- [Fragmento del documento]:
********************
Sobre la biblioteca de los libros siempre inéditos y jamás publicados, véase en este blog el apunte «La increíble Biblioteca Brautigan», del 21 de diciembre de 2017.

26 de marzo de 2025

El sentido de la poesía

Heredamos de nuestros mayores mucho más de lo que suponemos. No me refiero sólo a la talla, los rasgos del rostro, el color de los ojos, sino a gestos, creencias. Heredamos malos hábitos, manías, fobias y defectos.

Yo recorto artículos, fotos, notas de periódicos y revistas desde que tengo memoria, tal como lo hacían mi padre y mi madre también. Mi padre actualizaba la enciclopedia con las novedades de personajes ilustres y sucesos históricos, de manera que las páginas de esos tomos grandes y bien empastados, guardaban recortes de periódicos con notas necrológicas y hechos relevantes.

De las páginas de una antología de poetas mexicanos nacidos en los años cuarenta del siglo XX ha vuelto al mundo, a la vida, en una extraña exhumación involuntaria, un poema que recorté de una revista a principios de los años ochenta.
********************
- [Registros de datos]:

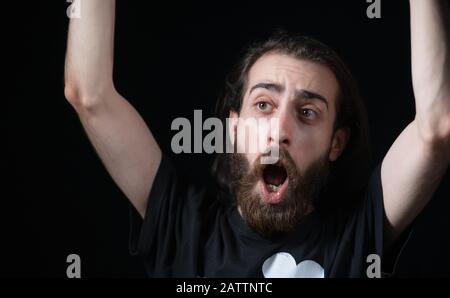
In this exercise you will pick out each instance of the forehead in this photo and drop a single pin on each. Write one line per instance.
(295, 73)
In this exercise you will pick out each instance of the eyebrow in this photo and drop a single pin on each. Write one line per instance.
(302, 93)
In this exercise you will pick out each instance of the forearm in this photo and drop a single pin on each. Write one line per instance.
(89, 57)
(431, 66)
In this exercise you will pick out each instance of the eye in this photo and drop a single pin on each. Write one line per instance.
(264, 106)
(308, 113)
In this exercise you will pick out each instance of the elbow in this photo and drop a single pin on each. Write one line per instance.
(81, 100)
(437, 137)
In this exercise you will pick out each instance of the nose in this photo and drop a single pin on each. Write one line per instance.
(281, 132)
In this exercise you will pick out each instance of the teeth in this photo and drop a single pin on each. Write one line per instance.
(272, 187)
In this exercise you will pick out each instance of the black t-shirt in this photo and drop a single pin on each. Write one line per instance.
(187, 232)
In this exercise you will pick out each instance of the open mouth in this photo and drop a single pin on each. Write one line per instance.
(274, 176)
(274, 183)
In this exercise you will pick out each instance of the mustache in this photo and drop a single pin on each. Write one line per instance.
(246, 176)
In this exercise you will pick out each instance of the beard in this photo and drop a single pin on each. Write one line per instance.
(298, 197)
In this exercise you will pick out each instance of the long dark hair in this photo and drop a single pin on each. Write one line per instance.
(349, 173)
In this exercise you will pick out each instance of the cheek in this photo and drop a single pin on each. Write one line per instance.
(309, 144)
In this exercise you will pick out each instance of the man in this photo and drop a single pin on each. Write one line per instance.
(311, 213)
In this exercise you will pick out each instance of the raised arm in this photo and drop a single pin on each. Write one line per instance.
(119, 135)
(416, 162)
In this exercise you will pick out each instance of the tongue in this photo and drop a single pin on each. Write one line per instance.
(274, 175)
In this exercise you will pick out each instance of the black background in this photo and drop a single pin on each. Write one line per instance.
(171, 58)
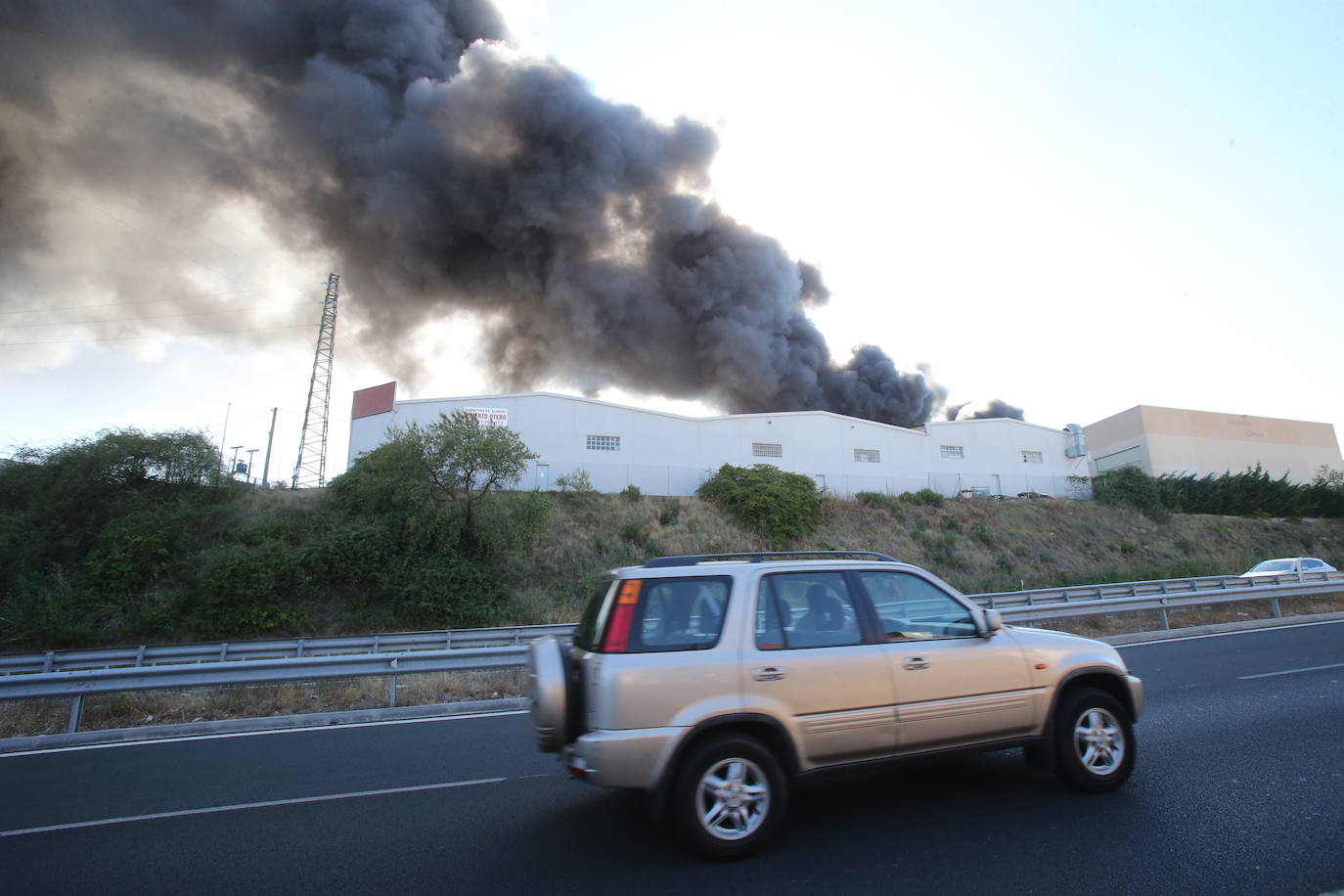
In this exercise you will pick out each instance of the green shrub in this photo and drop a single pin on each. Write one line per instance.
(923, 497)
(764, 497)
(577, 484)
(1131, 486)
********************
- [Tarea por hacer]: Continúa la entrada «El sentido de la poesía», sobre los recortes de periódico, a partir de la última frase que aparece.

- [Espacio para responder]:
El libro, el poeta y el poema estaban olvidados en la biblioteca, y sé que así hubieran seguido si no reviso esa antología en busca de otra cosa. Al hojear el libro, el poema ha salido de su letargo, y lo he recordado todo. La revista, mi conmoción con el poema, las circunstancias, que tanto me decían entonces. Podría decir que me llamaban. 

Pero no recordaba haberlo puesto a resguardo en el libro, y tampoco que buscara o frecuentara al poeta, que un día vi entre los comensales de una taquería del sur de la ciudad. 

El poema ha vuelto, y aunque todavía lo disfruto, ahora me habla del que era yo cuando lo recorté y guardé como el acta poética de un momento de mi vida. Encontrarlo ha sido encontrarme, recordarme. Lo que queda es el poema. 

Escribe Milan Kundera que «El sentido de la poesía no consiste en deslumbrarnos con una idea sorprendente, sino en hacer que un instante del ser sea inolvidable y digno de una nostalgia insoportable» (La inmortalidad). No podría decirse mejor. Ahí está cifrado el sentido del poema, su razón de ser y su efecto.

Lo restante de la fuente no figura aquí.